Selected excerpt
--- Start ---

Enhancing Survey Microdata with Administrative Records: A Novel Approach to Microsimulation Dataset Construction
Enhancing Survey Microdata with Administrative Records: A Novel Approach to Microsimulation Dataset Construction
Authors: Nikhil Woodruff, Max Ghenis
Abstract: We combine the demographic detail of the Current Population Survey (CPS) with the tax precision of the IRS Public Use File (PUF) to create an enhanced microsimulation dataset. Our method uses quantile regression forests to transfer income and tax variables from the PUF to demographically-similar CPS households. We create a synthetic CPS-structured dataset using PUF tax information, stack it alongside the original CPS records, then use dropout-regularized gradient descent to reweight households toward administrative targets from IRS Statistics of Income, Census population estimates, and program participation data. This preserves the CPS’s granular demographic and geographic information while leveraging the PUF’s tax reporting accuracy. The enhanced dataset provides a foundation for analyzing federal tax policy, state tax systems, and benefit programs. We release both the enhanced dataset and our open-source enhancement procedure to support transparent policy analysis.

--- End ---

Written task 1
According to the abstract, what technique moves income and tax variables from the PUF to demographically similar CPS households?
Written task 2
Please report how many lines in the rows contain the string "striped", where case counts. Give only the number.

Information given
--- Start ---

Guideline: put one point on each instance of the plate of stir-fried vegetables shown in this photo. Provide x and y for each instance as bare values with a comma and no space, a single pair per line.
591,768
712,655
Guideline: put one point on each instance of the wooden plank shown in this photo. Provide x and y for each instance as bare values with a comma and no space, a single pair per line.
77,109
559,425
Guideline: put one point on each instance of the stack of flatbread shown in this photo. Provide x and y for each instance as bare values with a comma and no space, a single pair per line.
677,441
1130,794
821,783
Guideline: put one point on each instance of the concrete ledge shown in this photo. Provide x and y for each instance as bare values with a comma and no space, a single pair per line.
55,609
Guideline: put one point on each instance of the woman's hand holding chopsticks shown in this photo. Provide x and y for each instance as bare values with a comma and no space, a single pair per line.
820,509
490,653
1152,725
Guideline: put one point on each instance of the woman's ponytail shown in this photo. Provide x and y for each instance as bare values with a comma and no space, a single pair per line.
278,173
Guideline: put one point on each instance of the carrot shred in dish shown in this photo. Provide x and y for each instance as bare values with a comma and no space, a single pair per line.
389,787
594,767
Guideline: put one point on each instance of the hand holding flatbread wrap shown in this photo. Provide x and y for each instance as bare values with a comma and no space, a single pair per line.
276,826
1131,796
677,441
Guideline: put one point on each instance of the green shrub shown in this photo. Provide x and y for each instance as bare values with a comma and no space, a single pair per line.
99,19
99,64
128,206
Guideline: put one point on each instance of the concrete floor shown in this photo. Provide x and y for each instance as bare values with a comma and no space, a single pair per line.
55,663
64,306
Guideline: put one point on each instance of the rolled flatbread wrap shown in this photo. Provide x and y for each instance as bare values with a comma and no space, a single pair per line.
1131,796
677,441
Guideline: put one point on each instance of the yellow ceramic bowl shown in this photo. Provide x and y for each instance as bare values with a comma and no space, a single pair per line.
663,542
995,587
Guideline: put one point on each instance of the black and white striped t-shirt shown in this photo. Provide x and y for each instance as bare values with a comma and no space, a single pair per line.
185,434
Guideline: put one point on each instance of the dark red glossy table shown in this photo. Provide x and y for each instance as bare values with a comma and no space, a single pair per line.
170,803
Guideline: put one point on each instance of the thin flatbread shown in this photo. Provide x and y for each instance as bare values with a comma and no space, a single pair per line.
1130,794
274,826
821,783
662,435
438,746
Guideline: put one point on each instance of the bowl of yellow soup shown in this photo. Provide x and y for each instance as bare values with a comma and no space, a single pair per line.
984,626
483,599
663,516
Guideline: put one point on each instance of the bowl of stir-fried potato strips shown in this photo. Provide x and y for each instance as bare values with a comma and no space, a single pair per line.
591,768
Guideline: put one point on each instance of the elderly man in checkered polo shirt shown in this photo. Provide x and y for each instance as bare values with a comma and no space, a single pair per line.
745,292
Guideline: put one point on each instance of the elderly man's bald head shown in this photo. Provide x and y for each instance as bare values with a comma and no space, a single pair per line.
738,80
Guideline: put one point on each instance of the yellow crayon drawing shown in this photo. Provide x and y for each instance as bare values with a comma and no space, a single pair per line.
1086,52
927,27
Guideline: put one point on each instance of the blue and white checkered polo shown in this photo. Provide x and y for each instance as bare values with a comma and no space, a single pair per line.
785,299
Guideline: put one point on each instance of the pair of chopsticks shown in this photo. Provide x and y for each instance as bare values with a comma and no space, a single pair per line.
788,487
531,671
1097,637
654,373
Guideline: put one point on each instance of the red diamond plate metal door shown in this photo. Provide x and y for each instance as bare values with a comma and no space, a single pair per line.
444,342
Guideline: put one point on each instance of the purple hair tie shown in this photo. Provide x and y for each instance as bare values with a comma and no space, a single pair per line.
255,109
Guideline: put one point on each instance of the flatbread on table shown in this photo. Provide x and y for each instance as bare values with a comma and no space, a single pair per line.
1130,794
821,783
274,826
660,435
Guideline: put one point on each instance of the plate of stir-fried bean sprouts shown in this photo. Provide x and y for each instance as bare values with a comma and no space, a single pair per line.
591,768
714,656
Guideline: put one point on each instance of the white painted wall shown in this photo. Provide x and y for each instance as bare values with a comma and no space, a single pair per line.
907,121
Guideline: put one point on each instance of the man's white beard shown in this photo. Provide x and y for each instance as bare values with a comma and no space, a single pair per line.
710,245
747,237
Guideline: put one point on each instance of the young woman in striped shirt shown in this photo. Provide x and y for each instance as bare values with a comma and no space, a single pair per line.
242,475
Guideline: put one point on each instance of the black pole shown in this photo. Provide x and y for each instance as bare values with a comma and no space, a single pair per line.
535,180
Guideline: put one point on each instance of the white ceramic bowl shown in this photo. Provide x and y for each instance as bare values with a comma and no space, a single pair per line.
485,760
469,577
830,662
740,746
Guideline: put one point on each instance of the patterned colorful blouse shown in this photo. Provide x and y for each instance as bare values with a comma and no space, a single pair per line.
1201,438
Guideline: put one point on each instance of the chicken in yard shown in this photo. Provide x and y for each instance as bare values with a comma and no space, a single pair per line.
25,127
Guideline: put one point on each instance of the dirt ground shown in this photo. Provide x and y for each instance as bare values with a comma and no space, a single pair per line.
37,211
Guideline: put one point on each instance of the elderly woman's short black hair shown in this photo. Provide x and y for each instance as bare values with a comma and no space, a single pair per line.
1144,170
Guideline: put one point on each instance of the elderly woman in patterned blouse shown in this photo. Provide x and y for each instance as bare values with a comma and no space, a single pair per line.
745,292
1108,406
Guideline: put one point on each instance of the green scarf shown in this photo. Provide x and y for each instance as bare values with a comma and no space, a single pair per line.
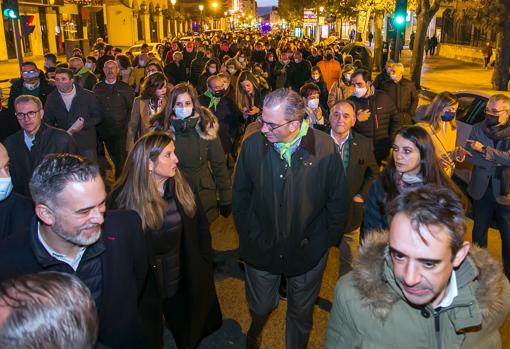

--- End ---

Written answer 1
Quantile regression forests.

Written answer 2
2